- _Work to complete_
Collect every line in the entries below that contains the string "cross".

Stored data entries

— START —

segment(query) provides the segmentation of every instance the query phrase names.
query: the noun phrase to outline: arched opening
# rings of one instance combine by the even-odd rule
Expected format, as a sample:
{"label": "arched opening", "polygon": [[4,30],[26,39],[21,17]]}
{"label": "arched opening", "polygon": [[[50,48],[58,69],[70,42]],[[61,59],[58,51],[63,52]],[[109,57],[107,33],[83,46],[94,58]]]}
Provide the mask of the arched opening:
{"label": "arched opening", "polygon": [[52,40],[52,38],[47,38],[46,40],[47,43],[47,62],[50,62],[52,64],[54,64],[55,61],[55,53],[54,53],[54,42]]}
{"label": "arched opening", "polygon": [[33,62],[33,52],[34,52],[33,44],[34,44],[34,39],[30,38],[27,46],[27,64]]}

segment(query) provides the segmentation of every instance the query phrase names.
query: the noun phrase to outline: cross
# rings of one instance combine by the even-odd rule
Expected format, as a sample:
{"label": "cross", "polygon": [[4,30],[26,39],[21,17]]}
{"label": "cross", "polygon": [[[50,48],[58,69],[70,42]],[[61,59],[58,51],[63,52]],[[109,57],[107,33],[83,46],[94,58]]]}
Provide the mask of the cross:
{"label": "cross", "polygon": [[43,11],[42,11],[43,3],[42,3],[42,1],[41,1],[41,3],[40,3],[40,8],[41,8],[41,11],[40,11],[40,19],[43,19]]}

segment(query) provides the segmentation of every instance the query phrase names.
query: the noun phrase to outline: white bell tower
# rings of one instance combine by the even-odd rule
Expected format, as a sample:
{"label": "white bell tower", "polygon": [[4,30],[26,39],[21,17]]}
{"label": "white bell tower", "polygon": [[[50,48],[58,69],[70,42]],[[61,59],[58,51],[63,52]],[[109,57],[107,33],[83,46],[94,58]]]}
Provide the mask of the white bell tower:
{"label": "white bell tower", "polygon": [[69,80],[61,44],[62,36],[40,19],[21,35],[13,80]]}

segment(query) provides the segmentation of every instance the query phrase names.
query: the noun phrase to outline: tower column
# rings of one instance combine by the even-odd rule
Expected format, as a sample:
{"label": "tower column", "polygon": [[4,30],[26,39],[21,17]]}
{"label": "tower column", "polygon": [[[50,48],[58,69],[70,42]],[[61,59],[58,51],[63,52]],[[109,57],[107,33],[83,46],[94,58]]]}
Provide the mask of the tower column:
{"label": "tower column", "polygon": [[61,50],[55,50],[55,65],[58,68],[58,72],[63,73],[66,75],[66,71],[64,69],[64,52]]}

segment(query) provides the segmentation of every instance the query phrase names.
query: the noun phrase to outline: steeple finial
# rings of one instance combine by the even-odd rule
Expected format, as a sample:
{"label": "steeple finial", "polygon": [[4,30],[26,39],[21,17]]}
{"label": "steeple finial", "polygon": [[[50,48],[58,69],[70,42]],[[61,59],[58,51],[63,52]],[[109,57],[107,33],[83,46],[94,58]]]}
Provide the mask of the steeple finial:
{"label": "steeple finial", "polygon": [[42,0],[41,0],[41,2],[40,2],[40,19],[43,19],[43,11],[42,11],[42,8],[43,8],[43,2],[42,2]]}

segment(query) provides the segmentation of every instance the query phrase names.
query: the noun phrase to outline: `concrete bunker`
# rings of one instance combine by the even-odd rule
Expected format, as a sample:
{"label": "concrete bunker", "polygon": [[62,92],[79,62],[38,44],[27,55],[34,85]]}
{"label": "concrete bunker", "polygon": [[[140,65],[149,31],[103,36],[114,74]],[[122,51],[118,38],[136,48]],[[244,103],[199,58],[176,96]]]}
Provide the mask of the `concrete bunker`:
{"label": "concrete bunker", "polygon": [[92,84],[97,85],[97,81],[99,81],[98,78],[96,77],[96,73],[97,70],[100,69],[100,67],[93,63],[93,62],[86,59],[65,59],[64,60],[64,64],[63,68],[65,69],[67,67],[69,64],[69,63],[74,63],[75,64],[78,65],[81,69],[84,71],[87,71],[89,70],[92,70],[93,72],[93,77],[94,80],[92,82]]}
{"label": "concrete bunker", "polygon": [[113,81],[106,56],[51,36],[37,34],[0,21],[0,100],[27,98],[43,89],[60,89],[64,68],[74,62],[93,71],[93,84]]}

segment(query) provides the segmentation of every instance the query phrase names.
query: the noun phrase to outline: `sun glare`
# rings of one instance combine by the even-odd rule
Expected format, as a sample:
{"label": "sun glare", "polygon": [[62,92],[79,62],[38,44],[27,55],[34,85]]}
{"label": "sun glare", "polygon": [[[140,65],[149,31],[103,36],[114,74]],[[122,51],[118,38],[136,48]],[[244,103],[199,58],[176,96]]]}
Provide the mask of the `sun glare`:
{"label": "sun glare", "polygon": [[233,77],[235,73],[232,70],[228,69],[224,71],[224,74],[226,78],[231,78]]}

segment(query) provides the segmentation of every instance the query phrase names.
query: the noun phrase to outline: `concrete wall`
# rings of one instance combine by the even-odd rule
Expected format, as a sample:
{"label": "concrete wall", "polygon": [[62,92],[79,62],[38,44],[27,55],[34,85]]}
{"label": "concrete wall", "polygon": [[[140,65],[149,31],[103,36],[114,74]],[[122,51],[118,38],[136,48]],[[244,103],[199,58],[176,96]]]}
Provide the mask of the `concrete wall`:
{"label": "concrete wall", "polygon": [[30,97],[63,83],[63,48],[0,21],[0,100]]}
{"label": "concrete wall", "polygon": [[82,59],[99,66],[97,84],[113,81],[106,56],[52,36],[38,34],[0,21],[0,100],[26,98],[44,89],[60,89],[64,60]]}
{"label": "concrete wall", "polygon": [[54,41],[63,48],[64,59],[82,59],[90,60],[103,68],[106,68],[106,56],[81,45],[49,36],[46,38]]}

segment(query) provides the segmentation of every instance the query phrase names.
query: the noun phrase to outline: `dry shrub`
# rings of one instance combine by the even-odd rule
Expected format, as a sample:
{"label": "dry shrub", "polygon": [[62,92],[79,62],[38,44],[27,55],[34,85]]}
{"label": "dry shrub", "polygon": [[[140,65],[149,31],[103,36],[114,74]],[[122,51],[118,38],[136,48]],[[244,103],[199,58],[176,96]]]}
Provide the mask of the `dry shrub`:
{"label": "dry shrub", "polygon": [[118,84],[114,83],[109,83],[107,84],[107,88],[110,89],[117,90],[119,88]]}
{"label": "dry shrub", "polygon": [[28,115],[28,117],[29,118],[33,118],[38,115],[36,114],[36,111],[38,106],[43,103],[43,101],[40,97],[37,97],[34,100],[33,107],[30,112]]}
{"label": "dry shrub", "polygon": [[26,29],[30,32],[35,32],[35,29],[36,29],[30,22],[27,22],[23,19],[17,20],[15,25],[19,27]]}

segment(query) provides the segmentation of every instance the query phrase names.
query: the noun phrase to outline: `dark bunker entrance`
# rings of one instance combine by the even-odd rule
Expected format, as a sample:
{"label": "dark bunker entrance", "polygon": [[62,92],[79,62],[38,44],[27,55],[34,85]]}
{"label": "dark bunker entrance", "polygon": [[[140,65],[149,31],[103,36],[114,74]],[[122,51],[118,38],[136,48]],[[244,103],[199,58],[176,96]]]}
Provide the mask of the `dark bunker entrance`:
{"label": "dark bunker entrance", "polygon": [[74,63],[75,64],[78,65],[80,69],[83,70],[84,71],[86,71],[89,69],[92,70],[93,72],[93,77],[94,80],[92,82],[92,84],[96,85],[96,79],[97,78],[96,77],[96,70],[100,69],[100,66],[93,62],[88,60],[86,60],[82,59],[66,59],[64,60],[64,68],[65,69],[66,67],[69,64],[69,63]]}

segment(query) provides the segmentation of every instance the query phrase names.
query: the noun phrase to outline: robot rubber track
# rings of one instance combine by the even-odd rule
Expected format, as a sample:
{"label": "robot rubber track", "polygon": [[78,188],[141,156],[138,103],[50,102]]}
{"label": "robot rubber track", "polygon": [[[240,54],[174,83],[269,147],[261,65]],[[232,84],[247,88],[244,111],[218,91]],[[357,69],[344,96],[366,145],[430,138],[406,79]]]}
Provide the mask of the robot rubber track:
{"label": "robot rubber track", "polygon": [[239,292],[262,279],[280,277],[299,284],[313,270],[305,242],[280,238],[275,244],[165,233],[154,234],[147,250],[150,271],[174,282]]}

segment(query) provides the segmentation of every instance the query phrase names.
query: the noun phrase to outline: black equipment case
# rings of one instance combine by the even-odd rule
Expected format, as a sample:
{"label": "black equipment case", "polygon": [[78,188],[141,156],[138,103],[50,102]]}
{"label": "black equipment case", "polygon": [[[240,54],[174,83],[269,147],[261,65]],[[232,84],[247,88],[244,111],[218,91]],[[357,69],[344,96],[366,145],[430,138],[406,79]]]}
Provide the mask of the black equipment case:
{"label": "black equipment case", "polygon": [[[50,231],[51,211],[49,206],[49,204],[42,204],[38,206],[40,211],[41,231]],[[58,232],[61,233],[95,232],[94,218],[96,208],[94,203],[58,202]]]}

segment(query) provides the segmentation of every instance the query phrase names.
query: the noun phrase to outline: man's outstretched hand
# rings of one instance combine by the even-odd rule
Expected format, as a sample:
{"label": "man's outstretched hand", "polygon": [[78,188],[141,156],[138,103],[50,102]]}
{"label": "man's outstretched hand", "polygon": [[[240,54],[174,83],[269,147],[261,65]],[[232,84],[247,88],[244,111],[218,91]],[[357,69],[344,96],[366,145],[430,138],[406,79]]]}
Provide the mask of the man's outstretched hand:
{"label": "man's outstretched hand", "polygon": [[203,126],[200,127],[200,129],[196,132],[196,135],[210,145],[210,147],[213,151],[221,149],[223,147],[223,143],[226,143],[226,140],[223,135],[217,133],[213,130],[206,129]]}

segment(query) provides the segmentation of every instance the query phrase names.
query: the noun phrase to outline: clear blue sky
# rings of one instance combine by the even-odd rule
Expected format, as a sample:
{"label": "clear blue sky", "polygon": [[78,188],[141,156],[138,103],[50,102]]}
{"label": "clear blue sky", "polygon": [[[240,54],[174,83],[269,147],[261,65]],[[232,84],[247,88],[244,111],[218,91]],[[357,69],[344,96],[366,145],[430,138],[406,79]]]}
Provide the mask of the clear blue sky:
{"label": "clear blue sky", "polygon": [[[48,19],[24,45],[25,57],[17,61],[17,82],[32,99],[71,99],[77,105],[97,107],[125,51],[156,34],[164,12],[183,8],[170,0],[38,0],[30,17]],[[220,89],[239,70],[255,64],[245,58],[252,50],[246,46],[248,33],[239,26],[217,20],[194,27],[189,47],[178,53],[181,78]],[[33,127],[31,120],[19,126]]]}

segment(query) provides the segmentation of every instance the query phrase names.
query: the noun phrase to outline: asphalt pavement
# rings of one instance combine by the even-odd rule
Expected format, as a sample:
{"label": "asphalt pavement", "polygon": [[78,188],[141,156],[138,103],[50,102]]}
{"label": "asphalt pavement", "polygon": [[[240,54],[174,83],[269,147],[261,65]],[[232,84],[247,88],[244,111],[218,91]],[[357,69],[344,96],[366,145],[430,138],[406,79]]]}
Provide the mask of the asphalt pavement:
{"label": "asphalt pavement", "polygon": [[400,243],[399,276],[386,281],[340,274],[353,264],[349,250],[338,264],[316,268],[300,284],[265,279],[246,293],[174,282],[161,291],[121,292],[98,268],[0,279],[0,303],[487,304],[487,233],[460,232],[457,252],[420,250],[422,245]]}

— END —

- _Task result_
query: the noun phrase to outline: cross
{"label": "cross", "polygon": [[4,30],[26,39],[21,17]]}
{"label": "cross", "polygon": [[[50,48],[58,69],[70,42]],[[61,59],[58,51],[63,52]],[[109,57],[107,33],[83,46],[94,58]]]}
Provide the mask of the cross:
{"label": "cross", "polygon": [[43,11],[42,11],[43,3],[42,3],[42,1],[41,1],[41,3],[40,3],[40,8],[41,8],[41,11],[40,11],[40,19],[43,19]]}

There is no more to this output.